Top of The records

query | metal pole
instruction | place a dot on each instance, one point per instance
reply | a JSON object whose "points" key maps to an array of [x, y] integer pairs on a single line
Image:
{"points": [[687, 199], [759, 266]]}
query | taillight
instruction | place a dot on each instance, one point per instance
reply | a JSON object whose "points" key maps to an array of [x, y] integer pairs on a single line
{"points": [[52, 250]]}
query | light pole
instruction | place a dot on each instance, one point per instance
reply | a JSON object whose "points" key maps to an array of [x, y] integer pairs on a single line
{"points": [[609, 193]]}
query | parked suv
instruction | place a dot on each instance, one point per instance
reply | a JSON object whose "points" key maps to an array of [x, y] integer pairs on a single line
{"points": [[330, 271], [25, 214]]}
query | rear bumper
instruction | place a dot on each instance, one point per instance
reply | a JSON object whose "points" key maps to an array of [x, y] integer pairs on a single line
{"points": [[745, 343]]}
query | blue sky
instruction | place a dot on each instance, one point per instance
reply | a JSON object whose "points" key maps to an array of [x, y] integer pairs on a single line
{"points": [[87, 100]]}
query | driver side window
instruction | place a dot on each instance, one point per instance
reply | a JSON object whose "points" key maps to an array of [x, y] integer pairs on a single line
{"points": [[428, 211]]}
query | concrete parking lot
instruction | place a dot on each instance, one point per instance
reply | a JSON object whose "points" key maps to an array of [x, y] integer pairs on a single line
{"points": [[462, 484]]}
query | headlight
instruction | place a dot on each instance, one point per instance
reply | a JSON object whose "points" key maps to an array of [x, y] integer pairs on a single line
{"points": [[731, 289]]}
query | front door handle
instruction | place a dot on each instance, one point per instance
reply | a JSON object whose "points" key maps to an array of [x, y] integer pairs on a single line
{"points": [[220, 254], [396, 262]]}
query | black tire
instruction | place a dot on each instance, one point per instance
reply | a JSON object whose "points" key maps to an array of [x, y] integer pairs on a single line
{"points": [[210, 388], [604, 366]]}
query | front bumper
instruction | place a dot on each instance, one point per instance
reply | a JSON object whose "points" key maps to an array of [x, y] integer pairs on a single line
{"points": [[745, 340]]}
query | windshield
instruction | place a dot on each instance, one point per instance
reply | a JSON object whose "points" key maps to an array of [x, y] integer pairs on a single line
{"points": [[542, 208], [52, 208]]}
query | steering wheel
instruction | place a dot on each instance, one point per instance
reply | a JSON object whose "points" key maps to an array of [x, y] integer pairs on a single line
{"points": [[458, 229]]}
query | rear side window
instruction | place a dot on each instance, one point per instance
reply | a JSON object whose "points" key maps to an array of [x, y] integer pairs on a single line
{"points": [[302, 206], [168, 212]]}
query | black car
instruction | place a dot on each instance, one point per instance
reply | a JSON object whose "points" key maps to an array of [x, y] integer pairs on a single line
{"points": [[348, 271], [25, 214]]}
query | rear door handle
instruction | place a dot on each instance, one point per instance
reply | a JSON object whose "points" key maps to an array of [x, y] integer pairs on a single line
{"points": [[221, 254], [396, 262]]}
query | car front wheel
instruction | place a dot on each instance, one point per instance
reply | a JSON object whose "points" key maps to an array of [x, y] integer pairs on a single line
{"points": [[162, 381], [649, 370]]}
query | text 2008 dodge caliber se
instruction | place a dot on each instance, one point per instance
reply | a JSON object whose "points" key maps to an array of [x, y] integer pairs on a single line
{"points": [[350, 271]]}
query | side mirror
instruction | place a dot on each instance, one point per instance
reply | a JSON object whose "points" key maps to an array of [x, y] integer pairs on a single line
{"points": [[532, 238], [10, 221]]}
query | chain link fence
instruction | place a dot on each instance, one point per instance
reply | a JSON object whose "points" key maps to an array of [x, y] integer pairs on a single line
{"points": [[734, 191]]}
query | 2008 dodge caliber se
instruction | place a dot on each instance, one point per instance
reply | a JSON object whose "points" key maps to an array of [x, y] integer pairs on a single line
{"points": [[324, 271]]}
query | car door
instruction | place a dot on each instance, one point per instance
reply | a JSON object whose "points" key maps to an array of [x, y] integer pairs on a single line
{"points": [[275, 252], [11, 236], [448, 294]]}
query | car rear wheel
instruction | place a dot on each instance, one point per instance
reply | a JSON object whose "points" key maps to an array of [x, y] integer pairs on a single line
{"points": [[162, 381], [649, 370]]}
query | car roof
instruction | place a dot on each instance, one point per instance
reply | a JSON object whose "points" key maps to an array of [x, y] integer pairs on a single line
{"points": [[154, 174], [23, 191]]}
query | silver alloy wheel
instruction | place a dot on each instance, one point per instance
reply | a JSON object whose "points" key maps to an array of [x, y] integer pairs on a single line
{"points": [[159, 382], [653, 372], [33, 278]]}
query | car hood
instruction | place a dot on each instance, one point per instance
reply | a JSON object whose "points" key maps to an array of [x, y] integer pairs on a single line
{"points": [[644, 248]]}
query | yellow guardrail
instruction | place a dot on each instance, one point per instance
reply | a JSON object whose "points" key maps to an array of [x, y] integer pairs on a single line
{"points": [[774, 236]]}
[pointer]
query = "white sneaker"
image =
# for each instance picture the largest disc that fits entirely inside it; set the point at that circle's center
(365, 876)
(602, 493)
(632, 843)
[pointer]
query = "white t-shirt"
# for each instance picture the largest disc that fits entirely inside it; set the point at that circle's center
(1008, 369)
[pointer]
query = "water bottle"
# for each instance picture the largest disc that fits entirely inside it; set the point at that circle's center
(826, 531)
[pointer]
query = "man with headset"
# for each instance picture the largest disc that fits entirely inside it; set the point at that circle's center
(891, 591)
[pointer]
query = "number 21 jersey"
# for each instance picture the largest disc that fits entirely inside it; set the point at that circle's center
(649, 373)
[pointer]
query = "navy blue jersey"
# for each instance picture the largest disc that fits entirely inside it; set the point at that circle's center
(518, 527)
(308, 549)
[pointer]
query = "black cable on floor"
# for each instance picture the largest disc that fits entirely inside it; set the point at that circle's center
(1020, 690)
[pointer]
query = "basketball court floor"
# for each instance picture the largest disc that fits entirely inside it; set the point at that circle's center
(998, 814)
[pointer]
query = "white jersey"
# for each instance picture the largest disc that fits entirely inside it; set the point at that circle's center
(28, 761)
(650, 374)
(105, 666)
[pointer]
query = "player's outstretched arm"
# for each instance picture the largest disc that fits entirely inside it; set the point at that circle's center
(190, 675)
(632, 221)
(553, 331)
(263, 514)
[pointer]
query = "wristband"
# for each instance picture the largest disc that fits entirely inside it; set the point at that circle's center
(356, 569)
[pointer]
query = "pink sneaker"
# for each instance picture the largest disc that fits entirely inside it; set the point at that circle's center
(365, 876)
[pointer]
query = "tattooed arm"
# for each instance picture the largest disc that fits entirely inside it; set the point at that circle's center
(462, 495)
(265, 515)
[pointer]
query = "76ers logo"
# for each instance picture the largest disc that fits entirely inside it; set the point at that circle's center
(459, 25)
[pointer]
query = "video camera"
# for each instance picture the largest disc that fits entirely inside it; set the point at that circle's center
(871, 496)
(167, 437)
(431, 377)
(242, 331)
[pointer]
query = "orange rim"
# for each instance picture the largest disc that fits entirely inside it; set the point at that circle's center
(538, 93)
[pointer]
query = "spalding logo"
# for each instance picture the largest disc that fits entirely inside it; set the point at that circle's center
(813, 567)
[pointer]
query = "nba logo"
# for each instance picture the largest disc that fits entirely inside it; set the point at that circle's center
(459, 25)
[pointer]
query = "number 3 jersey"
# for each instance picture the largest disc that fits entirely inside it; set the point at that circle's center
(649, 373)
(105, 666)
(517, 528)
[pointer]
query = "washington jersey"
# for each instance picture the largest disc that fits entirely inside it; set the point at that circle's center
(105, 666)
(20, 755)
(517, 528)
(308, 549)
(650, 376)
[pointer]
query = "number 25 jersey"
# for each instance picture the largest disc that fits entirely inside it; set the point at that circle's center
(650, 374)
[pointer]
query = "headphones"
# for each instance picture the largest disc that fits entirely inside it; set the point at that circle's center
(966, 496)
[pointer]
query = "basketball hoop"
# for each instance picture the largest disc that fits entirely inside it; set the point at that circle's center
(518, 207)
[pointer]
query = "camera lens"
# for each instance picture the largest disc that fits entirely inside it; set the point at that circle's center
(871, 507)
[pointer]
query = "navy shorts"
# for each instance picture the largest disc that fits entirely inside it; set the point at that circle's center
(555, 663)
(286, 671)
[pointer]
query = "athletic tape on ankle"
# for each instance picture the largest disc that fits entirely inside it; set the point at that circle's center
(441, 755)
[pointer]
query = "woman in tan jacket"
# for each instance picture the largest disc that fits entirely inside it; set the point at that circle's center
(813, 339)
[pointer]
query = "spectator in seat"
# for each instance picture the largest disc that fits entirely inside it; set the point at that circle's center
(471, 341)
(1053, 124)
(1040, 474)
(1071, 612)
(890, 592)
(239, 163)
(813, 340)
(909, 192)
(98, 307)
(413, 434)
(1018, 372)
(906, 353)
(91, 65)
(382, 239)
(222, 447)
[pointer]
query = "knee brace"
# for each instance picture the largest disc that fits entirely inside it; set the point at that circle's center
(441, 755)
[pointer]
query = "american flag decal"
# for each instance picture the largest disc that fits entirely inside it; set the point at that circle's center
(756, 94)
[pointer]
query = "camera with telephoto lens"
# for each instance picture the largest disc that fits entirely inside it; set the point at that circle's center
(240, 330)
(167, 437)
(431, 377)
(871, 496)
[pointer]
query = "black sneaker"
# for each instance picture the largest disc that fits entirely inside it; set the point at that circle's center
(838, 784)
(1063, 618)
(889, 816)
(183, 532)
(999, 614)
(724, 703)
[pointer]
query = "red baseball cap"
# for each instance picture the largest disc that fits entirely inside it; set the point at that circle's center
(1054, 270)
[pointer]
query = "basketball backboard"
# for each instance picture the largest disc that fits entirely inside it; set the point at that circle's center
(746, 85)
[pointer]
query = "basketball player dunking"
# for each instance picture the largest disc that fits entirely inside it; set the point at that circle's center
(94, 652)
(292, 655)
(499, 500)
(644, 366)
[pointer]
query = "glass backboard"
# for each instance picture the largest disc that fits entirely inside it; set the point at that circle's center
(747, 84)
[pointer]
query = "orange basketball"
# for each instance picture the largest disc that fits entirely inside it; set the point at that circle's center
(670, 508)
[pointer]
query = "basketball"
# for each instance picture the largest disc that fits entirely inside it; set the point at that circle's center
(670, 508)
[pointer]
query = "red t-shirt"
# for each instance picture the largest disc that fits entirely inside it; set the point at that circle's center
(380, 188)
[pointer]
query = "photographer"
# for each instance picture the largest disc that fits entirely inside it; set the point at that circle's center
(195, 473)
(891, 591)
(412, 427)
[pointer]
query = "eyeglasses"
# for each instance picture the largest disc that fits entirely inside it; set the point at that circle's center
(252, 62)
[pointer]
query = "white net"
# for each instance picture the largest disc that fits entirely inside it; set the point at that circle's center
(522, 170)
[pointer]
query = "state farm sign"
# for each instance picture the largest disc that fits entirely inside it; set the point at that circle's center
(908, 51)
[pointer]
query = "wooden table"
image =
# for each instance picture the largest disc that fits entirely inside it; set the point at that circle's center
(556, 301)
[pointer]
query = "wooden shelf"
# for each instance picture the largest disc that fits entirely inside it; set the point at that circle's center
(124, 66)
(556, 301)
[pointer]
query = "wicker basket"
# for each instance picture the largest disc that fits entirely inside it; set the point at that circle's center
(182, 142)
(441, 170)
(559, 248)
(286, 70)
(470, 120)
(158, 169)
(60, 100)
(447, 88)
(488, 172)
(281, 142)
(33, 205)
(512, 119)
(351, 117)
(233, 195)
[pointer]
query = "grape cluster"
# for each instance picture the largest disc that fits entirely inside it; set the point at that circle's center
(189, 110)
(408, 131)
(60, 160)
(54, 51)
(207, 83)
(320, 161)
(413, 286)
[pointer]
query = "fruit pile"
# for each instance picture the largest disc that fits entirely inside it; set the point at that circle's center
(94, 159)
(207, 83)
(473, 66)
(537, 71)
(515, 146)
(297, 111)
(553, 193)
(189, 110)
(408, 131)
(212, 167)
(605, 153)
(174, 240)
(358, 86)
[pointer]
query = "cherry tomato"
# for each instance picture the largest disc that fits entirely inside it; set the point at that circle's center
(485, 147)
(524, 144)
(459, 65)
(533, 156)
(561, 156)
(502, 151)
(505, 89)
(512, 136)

Bottom of The records

▶ **Task statement**
Your answer should consist only of the number of lines in the entries above that include "wheel".

▶ **Answer box**
4